Decidimos que as crianças ficariam com o quarto maior, que teria albergado duas secretárias rodeadas de livros na nossa vida anterior. A minha mulher instalou o computador fixo dela no escritório. Eu percebi logo que, na nova distribuição do espaço, me calharia trabalhar com o portátil na mesa da sala quando não o fizesse nos cafés ou na universidade.
O plano de classificar a minha biblioteca de acordo com as categorias de amigos, conhecidos e futuros, segundo o grau de intimidade com cada um dos seus volumes, nunca passou de ser um desejo sem corpo, umas linhas escritas num ensaio. Assim que forrámos de estantes Billy as paredes do escritório, do corredor e da sala, impôs-se outra lógica, como se cada arquitetura e cada etapa da vida tivessem implícitas a sua própria ordem livresca.
No escritório e por ordem alfabética, arrumei os títulos de literatura contemporânea, de J.R. Ackerley ou César Aira até Gabriela Wiener e Raúl Zurita. O corredor voltou a acolher os livros de BD e os romances gráficos, talvez porque a narrativa aos quadradinhos é uma espécie de transição entre mundos diferentes, um discurso anfíbio entre a imaginação e a palavra. Nas prateleiras mais afastadas da mesa da sala coloquei os livros de arte contemporânea e as crónicas, os volumes sobre história da cidade e os meus muitos livros sobre livros, como se, com essa decisão, se fechasse uma etapa criativa, mesmo que o meu interesse por eles me acompanhe até ao fim dos meus dias. A estante central, situada ao pé do sofá, recebeu os clássicos por ordem cronológica, de Ovídio a Dante até Anna Akhmatova e Ossip Mandelstam, com a obra de Jorge Luis Borges e Juan Ramón Jiménez no alto porque a perfeição é inalcançável, mas convém sempre aspirar a ela. E rodeei esta cadeira, onde continuo a escrever desde então, com as estantes consagradas à história da viagem, à museografia, ao ensaio, à ciência e à tecnologia. Neles estavam, em potência, todos os livros e guiões que viria a escrever nos anos seguintes. Cultivamos durante muito tempo certos interesses até que, de repente, essas leituras começam a germinar. É assim. Sempre foi.

═══

> **Objetivo da tarefa**:
Dá seguimento ao texto sobre a arrumação da biblioteca na casa nova, a partir da última frase apresentada.

> **Dados fornecidos**:
═══

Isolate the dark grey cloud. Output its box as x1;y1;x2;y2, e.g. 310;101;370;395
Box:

═══

> **Resposta à tarefa**:
“A biblioteca não é um conjunto de livros, mas um organismo vivo com vida autónoma”, diz Umberto Eco em La memoria vegetale. A minha biblioteca não é só a minha memória externa, o cronograma da minha vida, o mural envolvente onde vejo pontos que correspondem a viagens, leituras, ideias, encontros, cada um com a sua data e a sua carga emocional: também é um ser com o qual convivo há trinta anos. Um ser que foi crescendo ao mesmo tempo que eu, numa simbiose que nos beneficia a ambos. Não pode crescer em tamanho porque uma hipoteca dispõe de uns metros quadrados limitados e porque tento oferecer um livro a cada pessoa que entra em minha casa, mas pode aumentar qualitativamente. O nosso mutualismo beneficiou-nos a ambos ao permitir que nos desenvolvêssemos em paralelo, interligados, a tinta e os neurónios fluindo entre os nossos corpos como o sangue entre as duas Fridas do quadro.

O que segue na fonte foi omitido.